_DIRECTIONS_
Identify every line in the entries below that contains the string "logo", and copy each such line out. Match case exactly.

_SUPPLIED DATA_
§ §

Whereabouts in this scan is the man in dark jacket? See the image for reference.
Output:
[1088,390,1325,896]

§ §

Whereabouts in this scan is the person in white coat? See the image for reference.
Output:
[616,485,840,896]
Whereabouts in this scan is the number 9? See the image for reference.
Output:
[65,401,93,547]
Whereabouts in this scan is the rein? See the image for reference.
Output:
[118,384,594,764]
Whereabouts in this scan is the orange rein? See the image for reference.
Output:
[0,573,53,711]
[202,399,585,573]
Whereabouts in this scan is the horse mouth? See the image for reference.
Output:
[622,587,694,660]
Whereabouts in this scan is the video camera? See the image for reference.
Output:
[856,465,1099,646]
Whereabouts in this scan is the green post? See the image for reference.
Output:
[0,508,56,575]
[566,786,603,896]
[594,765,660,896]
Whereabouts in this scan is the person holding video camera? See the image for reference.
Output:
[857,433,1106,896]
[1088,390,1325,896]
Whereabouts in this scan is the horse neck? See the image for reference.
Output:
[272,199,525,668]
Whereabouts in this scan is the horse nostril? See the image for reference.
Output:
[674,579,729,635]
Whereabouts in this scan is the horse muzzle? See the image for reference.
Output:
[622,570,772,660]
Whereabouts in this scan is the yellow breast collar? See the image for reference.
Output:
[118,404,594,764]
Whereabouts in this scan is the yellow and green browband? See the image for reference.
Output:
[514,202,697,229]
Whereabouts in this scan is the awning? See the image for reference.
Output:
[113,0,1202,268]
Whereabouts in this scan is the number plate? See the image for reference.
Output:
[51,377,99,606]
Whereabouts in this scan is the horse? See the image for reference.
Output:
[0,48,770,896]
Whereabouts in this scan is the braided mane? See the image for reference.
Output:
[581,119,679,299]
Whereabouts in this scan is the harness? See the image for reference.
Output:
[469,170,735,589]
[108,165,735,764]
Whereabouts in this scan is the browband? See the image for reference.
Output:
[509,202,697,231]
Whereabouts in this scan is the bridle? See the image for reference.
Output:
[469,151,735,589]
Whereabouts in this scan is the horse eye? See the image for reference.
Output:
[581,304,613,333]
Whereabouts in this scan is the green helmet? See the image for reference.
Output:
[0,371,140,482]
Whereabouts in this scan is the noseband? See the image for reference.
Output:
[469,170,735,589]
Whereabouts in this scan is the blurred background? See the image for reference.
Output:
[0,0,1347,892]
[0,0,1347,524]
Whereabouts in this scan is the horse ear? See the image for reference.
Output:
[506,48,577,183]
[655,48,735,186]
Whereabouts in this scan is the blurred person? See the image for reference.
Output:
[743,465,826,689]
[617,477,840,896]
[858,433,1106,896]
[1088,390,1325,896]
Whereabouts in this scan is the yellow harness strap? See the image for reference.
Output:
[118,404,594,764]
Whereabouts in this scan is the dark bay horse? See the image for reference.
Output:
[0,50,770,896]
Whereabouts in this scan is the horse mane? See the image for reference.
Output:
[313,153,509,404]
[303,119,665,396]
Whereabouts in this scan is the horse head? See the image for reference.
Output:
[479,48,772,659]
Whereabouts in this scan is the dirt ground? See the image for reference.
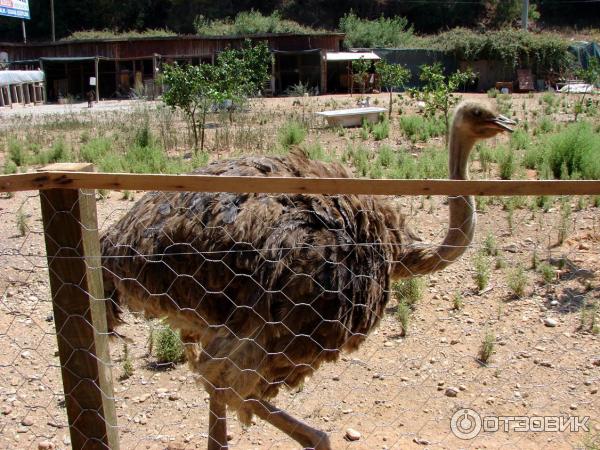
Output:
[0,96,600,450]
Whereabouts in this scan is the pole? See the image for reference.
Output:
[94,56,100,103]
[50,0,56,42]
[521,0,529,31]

§ §

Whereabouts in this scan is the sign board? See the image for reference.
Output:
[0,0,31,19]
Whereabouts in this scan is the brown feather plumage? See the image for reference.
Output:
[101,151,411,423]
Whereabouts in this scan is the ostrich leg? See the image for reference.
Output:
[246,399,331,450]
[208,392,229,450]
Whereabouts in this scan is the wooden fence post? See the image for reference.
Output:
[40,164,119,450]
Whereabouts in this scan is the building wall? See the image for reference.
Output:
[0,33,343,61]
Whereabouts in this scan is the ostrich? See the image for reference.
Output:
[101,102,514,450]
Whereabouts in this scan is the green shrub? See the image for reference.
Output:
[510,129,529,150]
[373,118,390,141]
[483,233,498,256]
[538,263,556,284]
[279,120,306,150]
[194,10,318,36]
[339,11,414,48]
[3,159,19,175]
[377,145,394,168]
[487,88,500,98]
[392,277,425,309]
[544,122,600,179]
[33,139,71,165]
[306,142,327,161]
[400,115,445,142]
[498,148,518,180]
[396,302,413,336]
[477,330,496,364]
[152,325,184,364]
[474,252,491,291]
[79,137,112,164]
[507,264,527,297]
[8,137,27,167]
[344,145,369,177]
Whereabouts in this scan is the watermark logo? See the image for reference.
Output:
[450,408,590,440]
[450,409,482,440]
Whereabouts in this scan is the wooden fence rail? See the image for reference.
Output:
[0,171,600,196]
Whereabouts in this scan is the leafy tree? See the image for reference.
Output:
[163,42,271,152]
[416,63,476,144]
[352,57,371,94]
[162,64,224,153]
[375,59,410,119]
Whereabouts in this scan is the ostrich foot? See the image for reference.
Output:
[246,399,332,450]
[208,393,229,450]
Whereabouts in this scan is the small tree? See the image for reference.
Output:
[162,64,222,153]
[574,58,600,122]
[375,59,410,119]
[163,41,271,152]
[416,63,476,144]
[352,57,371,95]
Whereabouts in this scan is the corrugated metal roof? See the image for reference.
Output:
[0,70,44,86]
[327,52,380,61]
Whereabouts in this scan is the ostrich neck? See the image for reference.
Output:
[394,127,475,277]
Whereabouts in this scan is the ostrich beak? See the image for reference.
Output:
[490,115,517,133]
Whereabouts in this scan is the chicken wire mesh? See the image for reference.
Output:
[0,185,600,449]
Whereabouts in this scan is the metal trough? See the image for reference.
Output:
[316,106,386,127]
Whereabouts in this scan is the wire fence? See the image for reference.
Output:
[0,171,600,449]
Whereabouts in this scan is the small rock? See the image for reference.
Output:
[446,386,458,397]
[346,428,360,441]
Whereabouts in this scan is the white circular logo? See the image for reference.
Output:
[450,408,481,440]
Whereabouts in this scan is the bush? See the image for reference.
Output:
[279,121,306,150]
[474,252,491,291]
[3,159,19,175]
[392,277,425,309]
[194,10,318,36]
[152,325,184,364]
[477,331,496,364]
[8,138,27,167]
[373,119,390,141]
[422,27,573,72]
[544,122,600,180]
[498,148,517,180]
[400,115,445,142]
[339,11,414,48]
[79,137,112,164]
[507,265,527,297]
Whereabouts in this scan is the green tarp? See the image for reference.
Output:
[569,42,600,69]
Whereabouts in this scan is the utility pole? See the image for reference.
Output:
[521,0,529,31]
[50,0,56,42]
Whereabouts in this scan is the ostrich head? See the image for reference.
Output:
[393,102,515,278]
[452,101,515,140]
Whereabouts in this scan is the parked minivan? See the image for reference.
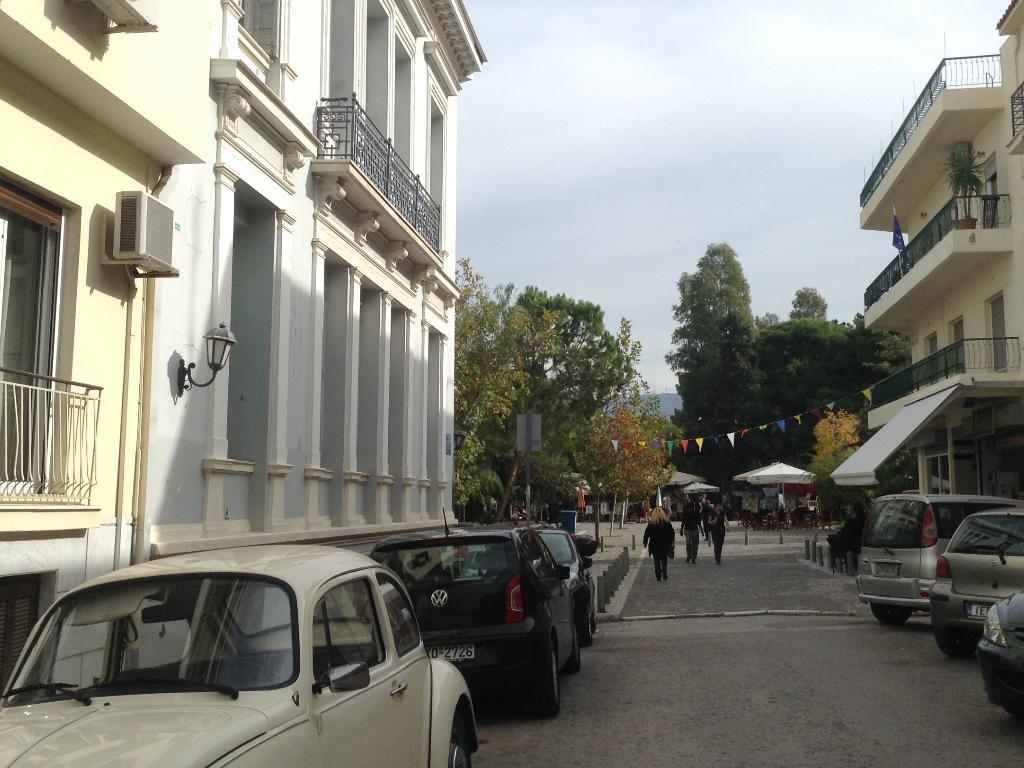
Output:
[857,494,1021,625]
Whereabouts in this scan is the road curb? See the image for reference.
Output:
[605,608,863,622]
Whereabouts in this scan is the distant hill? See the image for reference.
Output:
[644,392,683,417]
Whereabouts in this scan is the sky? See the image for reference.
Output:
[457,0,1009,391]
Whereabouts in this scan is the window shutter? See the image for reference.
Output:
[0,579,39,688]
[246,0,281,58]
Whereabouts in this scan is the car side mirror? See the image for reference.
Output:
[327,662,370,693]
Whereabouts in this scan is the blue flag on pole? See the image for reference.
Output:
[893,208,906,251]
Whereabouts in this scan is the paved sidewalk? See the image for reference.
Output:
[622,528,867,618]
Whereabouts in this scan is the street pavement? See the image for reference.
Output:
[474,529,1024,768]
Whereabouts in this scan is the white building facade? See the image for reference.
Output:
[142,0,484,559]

§ §

_TASK RESPONSE_
Whereabouts in this scan is the watermark logo? See the image for reference.
Whereabouts in this scan is the white circular logo? See the image for reference.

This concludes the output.